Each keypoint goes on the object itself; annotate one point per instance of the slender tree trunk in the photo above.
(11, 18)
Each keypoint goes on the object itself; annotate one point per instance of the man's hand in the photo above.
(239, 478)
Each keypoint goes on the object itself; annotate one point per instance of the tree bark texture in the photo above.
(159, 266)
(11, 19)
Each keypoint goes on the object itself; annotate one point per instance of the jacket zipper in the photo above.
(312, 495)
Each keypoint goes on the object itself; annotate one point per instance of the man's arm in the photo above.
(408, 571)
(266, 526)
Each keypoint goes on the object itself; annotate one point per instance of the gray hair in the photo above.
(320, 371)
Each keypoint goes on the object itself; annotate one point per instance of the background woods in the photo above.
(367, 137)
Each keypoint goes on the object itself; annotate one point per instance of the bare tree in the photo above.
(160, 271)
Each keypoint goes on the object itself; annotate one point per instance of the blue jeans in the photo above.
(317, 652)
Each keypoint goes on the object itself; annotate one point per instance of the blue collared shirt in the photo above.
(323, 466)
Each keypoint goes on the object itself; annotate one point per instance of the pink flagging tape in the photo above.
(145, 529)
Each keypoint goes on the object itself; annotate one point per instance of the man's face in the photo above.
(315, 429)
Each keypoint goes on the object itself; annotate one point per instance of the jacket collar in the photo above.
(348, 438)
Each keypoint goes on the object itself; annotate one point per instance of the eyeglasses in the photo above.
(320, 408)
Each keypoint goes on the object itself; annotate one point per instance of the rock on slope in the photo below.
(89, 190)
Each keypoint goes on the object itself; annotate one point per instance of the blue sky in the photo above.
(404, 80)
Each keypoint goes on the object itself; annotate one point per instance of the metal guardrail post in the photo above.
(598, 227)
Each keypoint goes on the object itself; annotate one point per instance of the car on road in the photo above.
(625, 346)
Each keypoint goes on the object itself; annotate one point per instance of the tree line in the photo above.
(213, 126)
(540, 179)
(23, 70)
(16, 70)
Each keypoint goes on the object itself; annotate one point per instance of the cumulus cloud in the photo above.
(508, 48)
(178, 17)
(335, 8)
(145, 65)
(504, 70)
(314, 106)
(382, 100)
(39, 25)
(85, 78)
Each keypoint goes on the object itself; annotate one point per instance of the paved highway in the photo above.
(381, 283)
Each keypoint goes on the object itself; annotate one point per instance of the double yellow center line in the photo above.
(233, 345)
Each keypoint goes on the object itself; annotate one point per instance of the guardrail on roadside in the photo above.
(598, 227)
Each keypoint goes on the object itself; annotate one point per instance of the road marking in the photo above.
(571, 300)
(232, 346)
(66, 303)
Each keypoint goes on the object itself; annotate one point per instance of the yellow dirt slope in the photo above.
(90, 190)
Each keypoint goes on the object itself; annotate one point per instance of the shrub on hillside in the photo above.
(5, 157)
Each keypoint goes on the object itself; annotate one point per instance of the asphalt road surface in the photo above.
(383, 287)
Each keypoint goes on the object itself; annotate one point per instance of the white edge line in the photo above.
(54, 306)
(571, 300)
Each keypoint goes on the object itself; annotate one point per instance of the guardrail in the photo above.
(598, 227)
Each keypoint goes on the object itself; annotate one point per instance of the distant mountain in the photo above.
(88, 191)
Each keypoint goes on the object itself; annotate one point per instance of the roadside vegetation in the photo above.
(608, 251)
____________________
Exercise —
Rescale the entries from the line containing "mountain in the photo above." through the end of the entries, reproducing every line, requests included. Multiply each coordinate in the answers by 1.5 and round to whole numbers, with halves rounded up.

Answer to the problem —
Each keypoint goes on the object itself; annotate one point per instance of the distant mountain in the photo above.
(132, 287)
Each keypoint goes on the object itself; annotate one point per instance of the roadside vegetation in the photo above.
(912, 377)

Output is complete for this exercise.